PAGE ▸
********
About Monkey 2 › Forums › Monkey 2 Programming Help › Structs and the GC
Tagged: Struct
This topic contains 17 replies, has 7 voices, and was last updated by 
 sicilica 2 years, 8 months ago.
- 
		AuthorPosts
 - 
		
			
				
July 28, 2016 at 5:28 pm #2498
So, with structs (and I guess also with the ability to get references / manually pass around pointers), theoretically you could completely avoid invoking the GC if you didn’t use classes, because:
- Any structs you create inside of a local scope would be on the stack rather than the heap (I assume)
 - Any structs that are passed by value will be on the stack
 - When you need pointers, or for any global data, you could create global arrays of structs (not struct pointers) in memory at init, then assign to those structs by value if they need replaced or pass pointers to them into functions when they need to be used – essentially giving you one large malloc() that you can control, instead of giving to the GC (you would, of course, need to write an allocator and probably want to optimize your ability to track slots that are in use / free, maybe with bitmasks etc)
 
What other heap allocations through the GC would be unavoidable? I would assume that any construction of strings (if you concat stuff or w/e) would go on the heap? Are there other “gotchas” you’d have to think about?
If you do it right, you should also be able to improve your cache hits by getting some control over locality this way. Does the overhead to try to manually control memory in m2 make sense – or would you be better off either not worrying about the GC and just hoping it’s “fast enough”, or switching to something like C if you actually need that level of performance?
********
[Image point annotation entries]
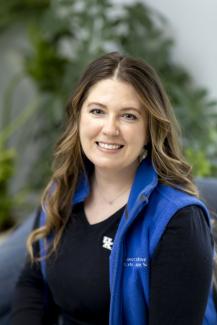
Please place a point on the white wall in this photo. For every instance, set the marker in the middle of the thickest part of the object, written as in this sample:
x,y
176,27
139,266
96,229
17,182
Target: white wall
x,y
193,25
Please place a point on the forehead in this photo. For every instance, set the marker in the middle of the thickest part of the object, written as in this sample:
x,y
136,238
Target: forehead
x,y
112,91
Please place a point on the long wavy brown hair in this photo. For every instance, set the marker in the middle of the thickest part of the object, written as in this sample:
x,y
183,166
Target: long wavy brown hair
x,y
69,161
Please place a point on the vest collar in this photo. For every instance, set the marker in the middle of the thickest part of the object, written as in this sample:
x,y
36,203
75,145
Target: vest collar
x,y
144,182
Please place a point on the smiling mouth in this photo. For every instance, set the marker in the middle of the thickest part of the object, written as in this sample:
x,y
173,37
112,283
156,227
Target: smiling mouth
x,y
109,146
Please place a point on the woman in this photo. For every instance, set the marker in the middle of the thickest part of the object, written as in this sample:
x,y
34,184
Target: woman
x,y
127,239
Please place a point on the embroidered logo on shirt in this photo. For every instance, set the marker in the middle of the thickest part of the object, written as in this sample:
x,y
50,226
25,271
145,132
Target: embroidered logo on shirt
x,y
135,262
107,242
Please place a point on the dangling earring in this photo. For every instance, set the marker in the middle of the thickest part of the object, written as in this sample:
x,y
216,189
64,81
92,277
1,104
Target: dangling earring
x,y
143,154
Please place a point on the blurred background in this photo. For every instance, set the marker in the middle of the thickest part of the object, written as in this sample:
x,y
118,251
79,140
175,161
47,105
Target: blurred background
x,y
45,46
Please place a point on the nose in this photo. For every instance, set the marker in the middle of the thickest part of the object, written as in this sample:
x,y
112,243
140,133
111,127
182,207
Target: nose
x,y
110,127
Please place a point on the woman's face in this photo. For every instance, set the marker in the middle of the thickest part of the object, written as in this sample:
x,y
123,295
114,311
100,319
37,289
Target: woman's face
x,y
113,126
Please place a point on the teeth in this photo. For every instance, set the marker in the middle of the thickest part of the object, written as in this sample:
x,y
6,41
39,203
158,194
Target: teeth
x,y
109,146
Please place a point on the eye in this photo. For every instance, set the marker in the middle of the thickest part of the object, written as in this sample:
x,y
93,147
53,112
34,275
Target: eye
x,y
130,116
96,111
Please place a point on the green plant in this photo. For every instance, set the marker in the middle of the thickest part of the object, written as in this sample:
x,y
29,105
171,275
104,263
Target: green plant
x,y
7,166
65,36
7,157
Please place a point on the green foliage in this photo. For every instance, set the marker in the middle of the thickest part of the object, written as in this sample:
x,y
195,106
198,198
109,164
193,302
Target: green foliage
x,y
201,166
66,34
7,157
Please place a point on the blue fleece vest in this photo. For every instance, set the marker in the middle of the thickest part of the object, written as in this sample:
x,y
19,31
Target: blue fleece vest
x,y
135,242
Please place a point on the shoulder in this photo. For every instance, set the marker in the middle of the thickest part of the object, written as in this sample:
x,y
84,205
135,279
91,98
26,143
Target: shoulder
x,y
171,200
188,232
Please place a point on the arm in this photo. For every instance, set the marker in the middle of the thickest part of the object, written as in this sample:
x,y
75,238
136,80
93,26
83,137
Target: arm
x,y
181,270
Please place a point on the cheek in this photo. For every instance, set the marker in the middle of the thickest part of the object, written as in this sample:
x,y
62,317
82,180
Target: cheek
x,y
88,128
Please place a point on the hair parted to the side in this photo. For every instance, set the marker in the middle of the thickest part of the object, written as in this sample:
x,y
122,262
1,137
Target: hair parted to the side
x,y
69,161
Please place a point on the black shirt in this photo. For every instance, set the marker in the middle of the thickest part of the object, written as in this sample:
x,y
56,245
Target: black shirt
x,y
78,276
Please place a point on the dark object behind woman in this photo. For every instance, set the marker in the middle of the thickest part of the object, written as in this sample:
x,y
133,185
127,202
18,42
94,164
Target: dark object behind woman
x,y
122,237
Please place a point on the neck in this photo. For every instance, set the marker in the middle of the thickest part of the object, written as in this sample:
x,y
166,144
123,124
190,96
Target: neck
x,y
113,181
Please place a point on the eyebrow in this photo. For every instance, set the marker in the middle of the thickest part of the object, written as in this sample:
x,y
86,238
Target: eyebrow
x,y
138,110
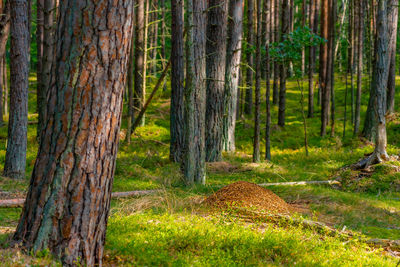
********
SHORT EXERCISE A ▸
Write out the forum post on structs and the GC again, starting with "- Any structs that" and going on through "with bitmasks etc)", and swap "bitmasks" for "bit flags".
SHORT EXERCISE B ▸
Answer these questions from the forum thread on structs and the GC:
(i) How many replies does the topic contain?
(ii) On what date was the opening post made?
(iii) Which heap allocations does the poster assume can't be avoided?

TASK RESPONSE A ▸
- Any structs that are passed by value will be on the stack
 - When you need pointers, or for any global data, you could create global arrays of structs (not struct pointers) in memory at init, then assign to those structs by value if they need replaced or pass pointers to them into functions when they need to be used – essentially giving you one large malloc() that you can control, instead of giving to the GC (you would, of course, need to write an allocator and probably want to optimize your ability to track slots that are in use / free, maybe with bit flags etc)

TASK RESPONSE B ▸
(i) 17 replies.
(ii) July 28, 2016.
(iii) Any construction of strings, such as when you concat stuff.